= Extracted text =
Existing-home sales in October jumped a record +10.1% from the
previous month. Sales are up +23.5% since their October 2008
low, which also marks a record for a year-over-year increase.
The National Association of Realtors, which released both
numbers, said government action was the driving force behind the
surge: Buyers were rushing in to take advantage of Uncle Sam's
first-time home buyers' credit before it was set to expire
October 31.
The median sales price in October was $173,100, a -7.1% drop
from a year ago, pressured by heavy sales of lower-priced first
homes. Depressed prices for foreclosed homes also played into
the lower median price, as buyers bottom-fed on bargain-basement
properties lenders were eager to get off their books.
Another bit of good housing news: Supply. The inventory of
existing homes is down to seven months. That's hardly a glut: A
six-month supply is considered optimal. The reduced supply --
combined with another government action -- spells opportunity.
The government action was the extension and expansion of the
homebuyers' credit earlier this month. Washington is the most
powerful financial force on the planet, and wise investors
position themselves to leverage Uncle Sam's actions in their
favor. Every time a public dollar is spent, a private profit is
realized.
Here is what investors need to know about the new tax credit:
The credit is available on any contract signed by April 30,
2010, even for buyers who have owned a home before. The income
limit has been raised to $125,000 ($225,000 for couples) from
$75,000 a year ($150,000 for couples). If income exceeds the
threshold, the credit is reduced but still available. A 2010
purchase can be claimed on a filer's 2009 return. Purchases made
in 2009 can be credited on an amended 2008 return. Caveats:
Taxpayers must live in the home for three years after buying it.
And homes sold among family members don't qualify, nor do homes
that cost more than $800,000.
Point Two: Rates are still super-low.
Bankrate.com pegs a 30-year fixed-rate mortgage at 5.03%; an
adjustable-rate mortgage drops the borrowing cost to 4.06%. At
that extremely low rate of interest, married borrowers who buy a
median-priced $178,000 home and file jointly will not beat the
standard deduction! ($173,100 times 5% = $8,655. The standard
deduction for couples is $11,400.)
These low rates, combined with the tax credit, which can be used
to bolster a down payment, means a home purchase makes immediate
financial sense for millions of buyers who otherwise might have
needed a few more years to save.
More buyers taking advantage of low prices, low rates and the
tax credit will significantly reduce supply during the next five
months, when the new homebuyers' credit is set to expire.
Taken in concert with the long view in mind, these facts clearly
mean it's time to seek value in a corner of the market that
hasn't ridden the rebound: Homebuilders.

= Exercise instructions =
1. Decide whether each statement agrees with the housing-market article, answering yes or no and quoting the deciding words of the article exactly. (a) Existing-home sales in October rose 10.1% from the month before. (b) The new tax credit is limited to buyers who have never owned a home. (c) Homes costing more than $800,000 qualify for the credit.
2. Output the passage of the housing-market article from "And homes sold" to "years to save.", copied word for word.

Stored entries
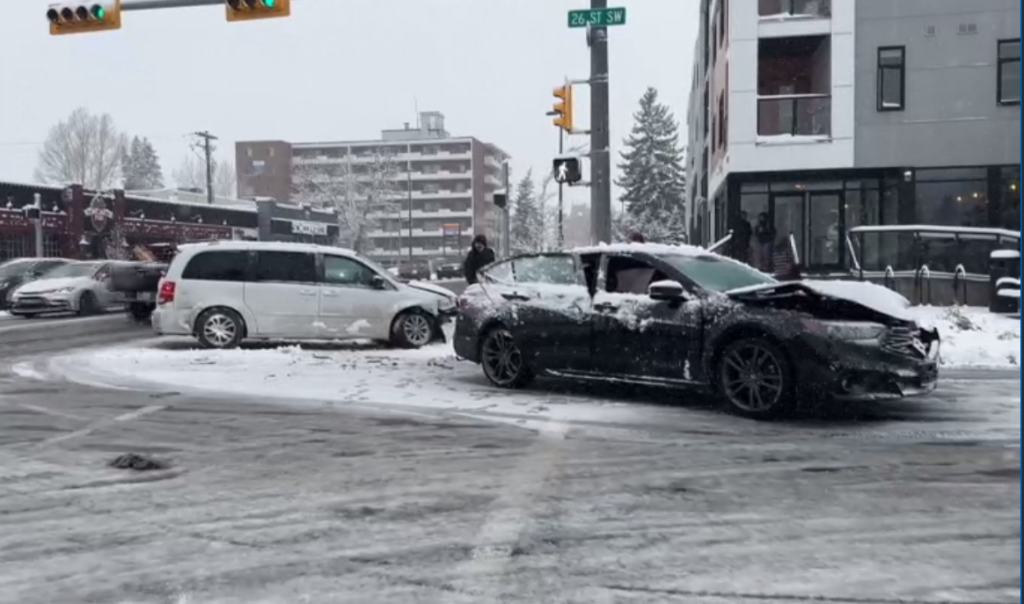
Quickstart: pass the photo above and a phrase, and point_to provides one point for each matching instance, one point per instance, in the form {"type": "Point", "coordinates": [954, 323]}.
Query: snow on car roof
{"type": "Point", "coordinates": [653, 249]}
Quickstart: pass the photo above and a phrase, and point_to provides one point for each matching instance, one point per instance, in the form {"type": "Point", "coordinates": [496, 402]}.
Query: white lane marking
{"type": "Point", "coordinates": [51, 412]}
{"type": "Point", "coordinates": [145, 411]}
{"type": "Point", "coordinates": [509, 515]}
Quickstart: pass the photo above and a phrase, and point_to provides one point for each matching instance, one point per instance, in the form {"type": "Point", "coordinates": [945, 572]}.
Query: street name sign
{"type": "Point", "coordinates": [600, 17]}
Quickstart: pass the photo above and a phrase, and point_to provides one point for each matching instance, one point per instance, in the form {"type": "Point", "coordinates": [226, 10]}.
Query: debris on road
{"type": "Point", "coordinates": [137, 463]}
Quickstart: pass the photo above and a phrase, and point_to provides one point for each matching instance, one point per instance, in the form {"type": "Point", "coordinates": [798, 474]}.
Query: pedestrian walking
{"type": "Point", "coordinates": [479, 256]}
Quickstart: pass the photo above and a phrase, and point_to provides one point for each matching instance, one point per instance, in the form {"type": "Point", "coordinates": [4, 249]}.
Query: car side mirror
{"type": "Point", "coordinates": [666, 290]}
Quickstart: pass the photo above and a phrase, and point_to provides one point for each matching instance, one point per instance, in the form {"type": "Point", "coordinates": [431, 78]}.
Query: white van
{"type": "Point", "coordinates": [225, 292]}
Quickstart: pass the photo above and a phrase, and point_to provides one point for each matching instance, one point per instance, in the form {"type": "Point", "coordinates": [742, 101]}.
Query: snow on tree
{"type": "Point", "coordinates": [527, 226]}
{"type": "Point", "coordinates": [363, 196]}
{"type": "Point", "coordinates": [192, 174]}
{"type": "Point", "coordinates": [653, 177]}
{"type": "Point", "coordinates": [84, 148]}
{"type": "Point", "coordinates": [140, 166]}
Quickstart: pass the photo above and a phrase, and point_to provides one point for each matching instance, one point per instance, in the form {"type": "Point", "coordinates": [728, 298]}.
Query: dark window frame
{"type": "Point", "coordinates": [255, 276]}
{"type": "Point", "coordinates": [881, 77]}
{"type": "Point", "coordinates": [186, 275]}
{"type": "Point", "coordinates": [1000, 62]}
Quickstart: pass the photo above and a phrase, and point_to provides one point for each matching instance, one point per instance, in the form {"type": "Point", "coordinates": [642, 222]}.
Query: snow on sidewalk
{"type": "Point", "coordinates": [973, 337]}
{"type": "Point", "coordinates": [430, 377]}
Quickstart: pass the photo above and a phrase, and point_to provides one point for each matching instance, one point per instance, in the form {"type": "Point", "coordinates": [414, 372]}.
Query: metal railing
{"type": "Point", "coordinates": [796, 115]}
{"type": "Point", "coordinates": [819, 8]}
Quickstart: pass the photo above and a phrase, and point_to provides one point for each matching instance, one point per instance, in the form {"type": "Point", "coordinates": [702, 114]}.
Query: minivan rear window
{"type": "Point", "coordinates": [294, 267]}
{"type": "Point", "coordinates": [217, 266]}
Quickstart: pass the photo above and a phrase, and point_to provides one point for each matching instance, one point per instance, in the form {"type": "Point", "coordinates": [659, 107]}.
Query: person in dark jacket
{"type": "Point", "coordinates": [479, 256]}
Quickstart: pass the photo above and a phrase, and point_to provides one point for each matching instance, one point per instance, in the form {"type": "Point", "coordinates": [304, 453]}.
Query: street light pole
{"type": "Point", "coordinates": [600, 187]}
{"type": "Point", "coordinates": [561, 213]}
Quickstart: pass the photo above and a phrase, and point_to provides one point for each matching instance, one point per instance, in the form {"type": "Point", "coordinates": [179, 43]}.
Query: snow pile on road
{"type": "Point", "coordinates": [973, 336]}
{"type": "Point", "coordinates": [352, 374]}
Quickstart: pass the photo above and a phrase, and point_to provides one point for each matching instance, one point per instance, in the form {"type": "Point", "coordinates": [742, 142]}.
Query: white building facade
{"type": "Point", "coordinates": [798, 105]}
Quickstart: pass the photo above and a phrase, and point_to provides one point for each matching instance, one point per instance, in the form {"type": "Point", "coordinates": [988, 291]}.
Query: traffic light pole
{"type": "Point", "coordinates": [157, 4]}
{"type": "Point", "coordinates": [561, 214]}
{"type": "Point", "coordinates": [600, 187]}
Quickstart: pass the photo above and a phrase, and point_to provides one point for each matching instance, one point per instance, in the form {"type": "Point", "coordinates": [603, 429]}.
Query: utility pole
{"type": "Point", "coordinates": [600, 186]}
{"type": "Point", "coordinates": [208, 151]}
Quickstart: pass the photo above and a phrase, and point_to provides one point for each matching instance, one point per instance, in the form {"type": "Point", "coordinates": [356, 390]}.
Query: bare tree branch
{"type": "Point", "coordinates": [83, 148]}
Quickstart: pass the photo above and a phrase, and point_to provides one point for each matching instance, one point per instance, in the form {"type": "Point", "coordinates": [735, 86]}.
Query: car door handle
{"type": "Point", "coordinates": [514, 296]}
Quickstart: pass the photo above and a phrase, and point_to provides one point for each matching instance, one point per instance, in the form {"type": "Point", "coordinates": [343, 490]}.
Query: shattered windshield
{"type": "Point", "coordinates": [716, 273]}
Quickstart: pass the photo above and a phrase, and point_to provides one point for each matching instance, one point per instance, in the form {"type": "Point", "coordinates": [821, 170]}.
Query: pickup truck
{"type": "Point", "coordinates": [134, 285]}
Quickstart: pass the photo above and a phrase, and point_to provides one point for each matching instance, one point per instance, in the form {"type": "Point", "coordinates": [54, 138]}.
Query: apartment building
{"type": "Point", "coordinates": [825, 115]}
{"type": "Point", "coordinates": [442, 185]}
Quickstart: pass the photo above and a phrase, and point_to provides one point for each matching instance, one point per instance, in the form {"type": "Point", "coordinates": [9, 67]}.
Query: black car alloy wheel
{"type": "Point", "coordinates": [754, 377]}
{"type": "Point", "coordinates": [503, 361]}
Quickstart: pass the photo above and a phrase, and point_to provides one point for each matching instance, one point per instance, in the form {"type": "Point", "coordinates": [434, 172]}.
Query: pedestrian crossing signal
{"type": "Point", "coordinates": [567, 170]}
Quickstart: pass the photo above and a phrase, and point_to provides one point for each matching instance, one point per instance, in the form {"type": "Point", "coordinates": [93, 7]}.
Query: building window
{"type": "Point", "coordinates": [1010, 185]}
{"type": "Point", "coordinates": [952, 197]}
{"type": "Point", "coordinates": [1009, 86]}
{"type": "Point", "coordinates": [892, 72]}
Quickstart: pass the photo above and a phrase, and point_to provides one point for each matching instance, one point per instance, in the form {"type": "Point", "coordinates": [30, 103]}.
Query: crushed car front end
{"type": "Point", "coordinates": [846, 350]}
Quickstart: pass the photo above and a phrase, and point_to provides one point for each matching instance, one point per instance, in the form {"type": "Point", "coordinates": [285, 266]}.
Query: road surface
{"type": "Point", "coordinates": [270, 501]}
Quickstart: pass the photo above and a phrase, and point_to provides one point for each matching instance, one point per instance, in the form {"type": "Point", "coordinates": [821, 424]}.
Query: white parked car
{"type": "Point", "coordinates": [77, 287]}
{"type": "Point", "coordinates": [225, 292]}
--
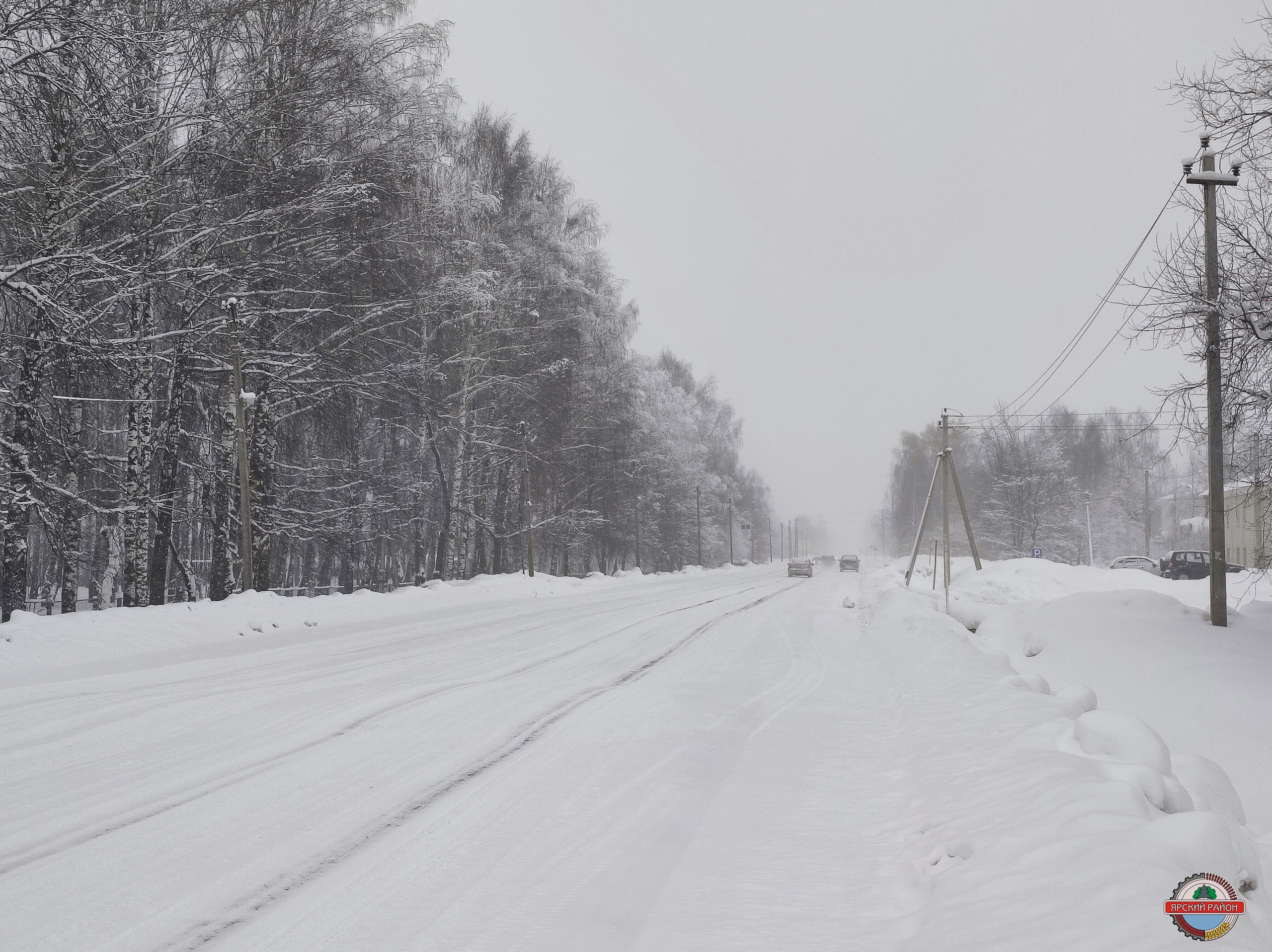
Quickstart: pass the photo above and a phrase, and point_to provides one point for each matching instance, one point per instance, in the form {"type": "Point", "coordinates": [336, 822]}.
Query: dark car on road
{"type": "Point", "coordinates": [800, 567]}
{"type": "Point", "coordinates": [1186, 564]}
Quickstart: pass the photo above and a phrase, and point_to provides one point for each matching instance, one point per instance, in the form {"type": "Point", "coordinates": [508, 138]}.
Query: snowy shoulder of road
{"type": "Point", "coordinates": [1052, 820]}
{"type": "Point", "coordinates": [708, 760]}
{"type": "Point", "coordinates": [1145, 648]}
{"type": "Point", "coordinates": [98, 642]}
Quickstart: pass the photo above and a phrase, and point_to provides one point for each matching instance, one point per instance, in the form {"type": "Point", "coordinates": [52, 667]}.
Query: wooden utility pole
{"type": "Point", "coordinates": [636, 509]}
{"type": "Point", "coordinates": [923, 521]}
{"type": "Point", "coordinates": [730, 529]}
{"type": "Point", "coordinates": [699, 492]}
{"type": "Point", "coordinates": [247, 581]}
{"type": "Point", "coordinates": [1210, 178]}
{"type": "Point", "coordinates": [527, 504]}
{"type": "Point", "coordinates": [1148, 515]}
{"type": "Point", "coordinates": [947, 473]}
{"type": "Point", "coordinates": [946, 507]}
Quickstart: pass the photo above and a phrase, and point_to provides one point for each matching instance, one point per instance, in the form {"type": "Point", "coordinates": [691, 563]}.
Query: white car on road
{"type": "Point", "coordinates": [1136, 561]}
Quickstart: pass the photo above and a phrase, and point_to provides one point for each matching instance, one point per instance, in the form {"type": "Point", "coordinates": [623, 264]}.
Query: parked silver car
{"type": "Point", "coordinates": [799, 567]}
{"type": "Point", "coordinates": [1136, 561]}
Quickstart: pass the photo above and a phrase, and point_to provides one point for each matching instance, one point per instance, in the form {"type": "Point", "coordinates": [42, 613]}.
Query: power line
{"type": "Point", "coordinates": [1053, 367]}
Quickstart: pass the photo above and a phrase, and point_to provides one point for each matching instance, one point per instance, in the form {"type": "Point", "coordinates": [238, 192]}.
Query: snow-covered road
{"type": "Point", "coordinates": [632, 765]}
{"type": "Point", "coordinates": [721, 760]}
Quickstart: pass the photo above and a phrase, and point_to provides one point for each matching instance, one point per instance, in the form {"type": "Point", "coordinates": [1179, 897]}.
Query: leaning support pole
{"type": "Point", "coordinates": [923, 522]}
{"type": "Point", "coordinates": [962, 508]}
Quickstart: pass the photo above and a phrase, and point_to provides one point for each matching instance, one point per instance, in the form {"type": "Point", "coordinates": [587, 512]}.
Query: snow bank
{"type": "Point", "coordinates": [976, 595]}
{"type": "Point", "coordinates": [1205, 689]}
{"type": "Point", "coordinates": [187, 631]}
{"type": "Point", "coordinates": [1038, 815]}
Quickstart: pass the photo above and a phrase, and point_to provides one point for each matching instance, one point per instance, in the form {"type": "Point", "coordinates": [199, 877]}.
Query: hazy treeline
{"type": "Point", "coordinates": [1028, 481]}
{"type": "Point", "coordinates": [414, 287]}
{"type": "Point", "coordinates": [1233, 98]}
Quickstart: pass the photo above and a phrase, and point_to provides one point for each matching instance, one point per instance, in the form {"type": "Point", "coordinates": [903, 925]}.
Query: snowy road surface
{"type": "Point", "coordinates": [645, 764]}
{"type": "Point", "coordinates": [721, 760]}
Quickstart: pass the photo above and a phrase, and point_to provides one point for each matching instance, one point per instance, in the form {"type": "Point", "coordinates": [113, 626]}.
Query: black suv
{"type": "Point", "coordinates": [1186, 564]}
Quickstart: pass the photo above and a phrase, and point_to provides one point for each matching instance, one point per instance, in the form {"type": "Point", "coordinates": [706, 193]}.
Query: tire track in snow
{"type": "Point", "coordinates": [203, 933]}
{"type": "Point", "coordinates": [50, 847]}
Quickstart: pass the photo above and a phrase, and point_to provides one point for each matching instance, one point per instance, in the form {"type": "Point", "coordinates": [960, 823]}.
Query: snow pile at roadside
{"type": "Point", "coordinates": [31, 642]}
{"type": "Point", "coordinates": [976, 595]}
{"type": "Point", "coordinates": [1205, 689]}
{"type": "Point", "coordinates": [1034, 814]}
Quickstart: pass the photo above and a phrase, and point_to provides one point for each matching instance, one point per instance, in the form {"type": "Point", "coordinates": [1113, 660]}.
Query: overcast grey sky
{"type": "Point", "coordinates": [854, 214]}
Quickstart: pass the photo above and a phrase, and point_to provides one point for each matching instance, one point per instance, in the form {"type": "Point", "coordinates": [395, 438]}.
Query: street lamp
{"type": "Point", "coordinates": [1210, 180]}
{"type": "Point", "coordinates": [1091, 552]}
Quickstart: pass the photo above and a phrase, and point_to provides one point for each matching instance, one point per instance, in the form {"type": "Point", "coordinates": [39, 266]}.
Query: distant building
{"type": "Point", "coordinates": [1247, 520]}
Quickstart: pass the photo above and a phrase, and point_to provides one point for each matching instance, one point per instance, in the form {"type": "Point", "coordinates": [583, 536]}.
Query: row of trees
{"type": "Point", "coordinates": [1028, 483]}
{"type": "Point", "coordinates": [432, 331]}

= Worked answers =
1.
(a) Yes: "Existing-home sales in October jumped a record +10.1% from the previous month."
(b) No: "The credit is available on any contract signed by April 30, 2010, even for buyers who have owned a home before."
(c) No: "And homes sold among family members don't qualify, nor do homes that cost more than $800,000."

2.
And homes sold among family members don't qualify, nor do homes
that cost more than $800,000.
Point Two: Rates are still super-low.
Bankrate.com pegs a 30-year fixed-rate mortgage at 5.03%; an
adjustable-rate mortgage drops the borrowing cost to 4.06%. At
that extremely low rate of interest, married borrowers who buy a
median-priced $178,000 home and file jointly will not beat the
standard deduction! ($173,100 times 5% = $8,655. The standard
deduction for couples is $11,400.)
These low rates, combined with the tax credit, which can be used
to bolster a down payment, means a home purchase makes immediate
financial sense for millions of buyers who otherwise might have
needed a few more years to save.